▶ **Exercise**: Please copy every line of the items below, requests included, and scale each x and y coordinate in the answers by 1.1, rounding to whole numbers with halves going up. Leave the pictures out.

─── Supplied material

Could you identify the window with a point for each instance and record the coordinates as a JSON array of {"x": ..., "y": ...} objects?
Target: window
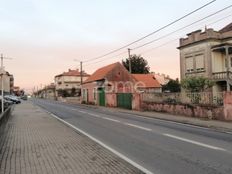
[
  {"x": 199, "y": 62},
  {"x": 189, "y": 64}
]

──────

▶ **Completed exercise**:
Could you identify the window with a point for each instance and record the coordinates as a JSON array of {"x": ..., "y": ...} objects?
Target: window
[
  {"x": 219, "y": 68},
  {"x": 208, "y": 70}
]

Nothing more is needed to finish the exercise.